Exercise directions: Pictures aside, repeat every record below exactly.

═════ Recorded data

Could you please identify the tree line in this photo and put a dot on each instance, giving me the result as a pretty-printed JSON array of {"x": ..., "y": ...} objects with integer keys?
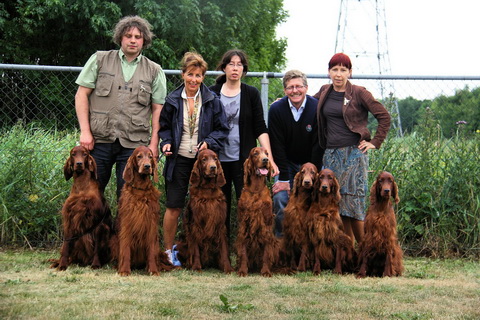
[{"x": 67, "y": 32}]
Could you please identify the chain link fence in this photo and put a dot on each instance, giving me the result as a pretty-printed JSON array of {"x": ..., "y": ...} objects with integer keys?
[
  {"x": 45, "y": 95},
  {"x": 41, "y": 99}
]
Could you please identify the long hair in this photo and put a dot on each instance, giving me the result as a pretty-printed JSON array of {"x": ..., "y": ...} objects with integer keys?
[{"x": 227, "y": 57}]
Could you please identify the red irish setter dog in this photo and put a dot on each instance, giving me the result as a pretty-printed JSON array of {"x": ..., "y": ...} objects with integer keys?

══════════

Worked solution:
Could you please identify the tree line in this photo and put a dot on each instance, giving me the result as a pretty-printed JSON array of {"x": ..., "y": ...} objects with integer keys?
[{"x": 67, "y": 32}]
Could you please identify the chain link fence in this photo and put a dot on each instance, giving me the result as a pretty-printed JSON array of {"x": ..., "y": ...} objects with integer keys?
[
  {"x": 45, "y": 95},
  {"x": 41, "y": 99}
]
Could you please identify the long hair in this photo and put a dot on each instance, giving me the result as a pretty-printed JSON array of {"x": ..., "y": ...} objects with integer keys?
[{"x": 227, "y": 57}]
Could you please identify the red irish setter dog in this photo and put a dot on each instance, giving me the result as a pretty-printed JSON array of {"x": ..., "y": ...} objects with integer keys?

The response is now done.